Trecho do documento:
○ ○ ○ ○ ○

Segundo o Ministro, ninguém no Estado estava autorizado a torturar. Por isso a anistia é a consolidação de um projeto democrático de uma República que ainda está se constituindo. Segundo ele, como a relação do Estado com a sociedade é opaca, o ato na ABI tem como maior significado a transparência, a valorização da fiscalização da cidadania, o respeito aos direitos humanos e a valores da República democrática que combate a desigualdade:
— Com iniciativas como esta, queremos fazer com que os jornais tenham vergonha de dizer que a anistia é bolsa-ditadura. Mas todas essas questões se resolvem com mais de liberdade de imprensa e capacidade de dialogar e convencer. Por isso este é um ato de convencimento público, um projeto que faz com que ditadura, censura, tortura e morte sejam irretornáveis.

O Presidente da Comissão de Anistia, Paulo Abrão Pires Júnior, falou da existência de várias razões para que a Comissão de Anistia programasse o lançamento da Caravana na sede da ABI. E destacou que pela primeira vez o público teria a oportunidade de apreciar a realização de uma sessão da anistia fora de Brasília, com o crivo da fiscalização e crítica da sociedade brasileira e reforçando cada vez mais a transparência dos trabalhos do órgão:
— Não é sempre que um tribunal administrativo brasileiro se dispõe a realizar suas sessões de forma pública e transparente. Outro ponto importante é o fato de estarmos hoje retomando os julgamentos dos processos de jornalistas dentro da Comissão de Anistia, que estiveram parados por três anos pelas razões que nós já conhecemos. Estaremos apreciando 20 requerimentos e fazendo justiça a esses cidadãos que foram perseguidos pelo regime militar. E isso tudo acontece na ABI, palco de tantas lutas pela resistência à ditadura, onde agora realizamos mais um capítulo dessa história que se iniciou em 1964, quando o regime militar ceifou as liberdades públicas no Brasil.

Paulo Abrão fez questão de assinalar que a medida que a Comissão vem adotando é um ponto de partida para um diálogo mais profundo sobre o resgate de uma dívida política que o Estado brasileiro tem com diversos cidadãos do País. Sobre o valor das indenizações (R$ 3.758), disse que não é ponto central da anistia, “porque dinheiro algum paga o sofrimento de brasileiros que foram vítimas do Estado que tinha o dever de protegê-los”.

○ ○ ○ ○ ○

Exercícios propostos:
1. Reproduza o texto sobre a sessão da Comissão de Anistia na ABI, de "Segundo o Ministro, ninguém" até "morte sejam irretornáveis.", sem alterar nada.
2. Dê continuidade ao texto sobre a sessão da Comissão de Anistia na ABI, começando logo após a última frase.

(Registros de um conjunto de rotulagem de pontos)
○ ○ ○ ○ ○

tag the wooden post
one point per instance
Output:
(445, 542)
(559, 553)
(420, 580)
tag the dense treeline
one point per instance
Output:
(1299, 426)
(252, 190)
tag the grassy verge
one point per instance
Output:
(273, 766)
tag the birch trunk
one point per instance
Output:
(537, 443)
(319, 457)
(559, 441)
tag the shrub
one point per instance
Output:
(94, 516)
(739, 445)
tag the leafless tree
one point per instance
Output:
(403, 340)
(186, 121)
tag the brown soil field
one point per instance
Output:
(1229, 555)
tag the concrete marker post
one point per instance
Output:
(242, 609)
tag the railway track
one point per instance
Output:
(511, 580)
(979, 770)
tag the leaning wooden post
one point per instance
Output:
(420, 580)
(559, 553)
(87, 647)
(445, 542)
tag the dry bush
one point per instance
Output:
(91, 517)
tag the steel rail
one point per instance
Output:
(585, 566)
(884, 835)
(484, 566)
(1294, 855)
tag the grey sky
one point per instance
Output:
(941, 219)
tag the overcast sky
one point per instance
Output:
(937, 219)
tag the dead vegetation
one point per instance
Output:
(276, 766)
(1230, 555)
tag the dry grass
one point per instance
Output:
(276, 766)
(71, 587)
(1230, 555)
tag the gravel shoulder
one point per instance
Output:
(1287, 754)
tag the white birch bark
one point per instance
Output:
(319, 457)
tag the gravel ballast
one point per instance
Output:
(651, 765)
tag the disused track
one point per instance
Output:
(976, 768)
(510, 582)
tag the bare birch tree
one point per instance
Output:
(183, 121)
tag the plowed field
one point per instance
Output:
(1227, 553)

○ ○ ○ ○ ○

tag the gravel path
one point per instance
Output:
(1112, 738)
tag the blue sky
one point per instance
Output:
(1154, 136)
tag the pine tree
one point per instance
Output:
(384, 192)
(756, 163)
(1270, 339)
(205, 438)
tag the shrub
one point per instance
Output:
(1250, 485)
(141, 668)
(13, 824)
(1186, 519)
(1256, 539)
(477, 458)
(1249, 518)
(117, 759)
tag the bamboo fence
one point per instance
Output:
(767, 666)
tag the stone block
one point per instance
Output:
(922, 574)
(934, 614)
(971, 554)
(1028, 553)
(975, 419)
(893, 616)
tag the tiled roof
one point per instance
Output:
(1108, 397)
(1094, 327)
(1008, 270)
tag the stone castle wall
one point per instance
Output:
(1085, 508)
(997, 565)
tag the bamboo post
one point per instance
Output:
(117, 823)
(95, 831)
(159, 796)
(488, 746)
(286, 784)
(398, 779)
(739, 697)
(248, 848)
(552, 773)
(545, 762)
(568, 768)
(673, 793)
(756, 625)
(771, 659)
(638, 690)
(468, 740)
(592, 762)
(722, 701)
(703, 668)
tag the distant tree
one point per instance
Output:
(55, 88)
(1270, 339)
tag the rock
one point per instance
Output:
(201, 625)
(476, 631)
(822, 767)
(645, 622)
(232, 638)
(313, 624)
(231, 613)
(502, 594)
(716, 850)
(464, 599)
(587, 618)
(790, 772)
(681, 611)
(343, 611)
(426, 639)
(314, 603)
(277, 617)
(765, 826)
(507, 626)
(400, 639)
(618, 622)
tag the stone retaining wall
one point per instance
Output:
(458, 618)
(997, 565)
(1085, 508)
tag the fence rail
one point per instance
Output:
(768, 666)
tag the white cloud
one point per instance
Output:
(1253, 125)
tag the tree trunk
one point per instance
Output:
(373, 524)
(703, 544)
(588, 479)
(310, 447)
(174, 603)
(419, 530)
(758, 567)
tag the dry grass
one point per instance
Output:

○ ○ ○ ○ ○

Respostas dos exercícios:
1.
Segundo o Ministro, ninguém no Estado estava autorizado a torturar. Por isso a anistia é a consolidação de um projeto democrático de uma República que ainda está se constituindo. Segundo ele, como a relação do Estado com a sociedade é opaca, o ato na ABI tem como maior significado a transparência, a valorização da fiscalização da cidadania, o respeito aos direitos humanos e a valores da República democrática que combate a desigualdade:
— Com iniciativas como esta, queremos fazer com que os jornais tenham vergonha de dizer que a anistia é bolsa-ditadura. Mas todas essas questões se resolvem com mais de liberdade de imprensa e capacidade de dialogar e convencer. Por isso este é um ato de convencimento público, um projeto que faz com que ditadura, censura, tortura e morte sejam irretornáveis.

2.
Até o momento, a Comissão de Anistia, segundo seu Presidente, já realizou 110 sessões de julgamento, analisando 10.228 requerimentos, de um total de 35 mil. Outras duas caravanas estão previstas para abril, a primeira no dia 15, na Associação dos Anistiados de São Paulo. Nos dias 25 e 26 é a vez de São Domingos do Araguaia, no Sul do Pará, onde serão julgados os requerimentos de camponeses e outros indivíduos acusados de participação na chamada Guerrilha do Araguaia.

Apoio dos estudantes

Lúcia Stumpf disse que, além da consolidação do processo de anistia, uma das principais atitudes da UNE no momento é engrossar o coro das exigências para a abertura imediata dos arquivos da ditadura:
— Nós temos direito a resgatar a memória deste País e fazer uma reverência a todos os lutadores e lutadoras que tombaram na defesa da construção de um Brasil melhor e mais justo para todos nós. E para isso é também indispensável que tenhamos uma imprensa livre. Por isso é muito simbólico que o início da nossa Caravana da Anistia aconteça na ABI.

A coordenadora do projeto das caravanas, Flávia Carlet, informou que elas deverão permanecer pelo menos dois dias em cada local: no primeiro dia haverá um seminário cultural e no segundo, a sessão de julgamento. Ela lembrou que a proposta surgiu após sessão realizada num congresso da União Nacional dos Estudantes (UNE), no ano passado, durante o julgamento dos requerimentos de Aldo Arantes e Jean Marc van der Weld, ex-presidentes da entidade. Na ocasião, Flávia disse que ouviu dos representantes da UNE que a ação “tinha sido muito importante para a formação política e conhecimento da História”.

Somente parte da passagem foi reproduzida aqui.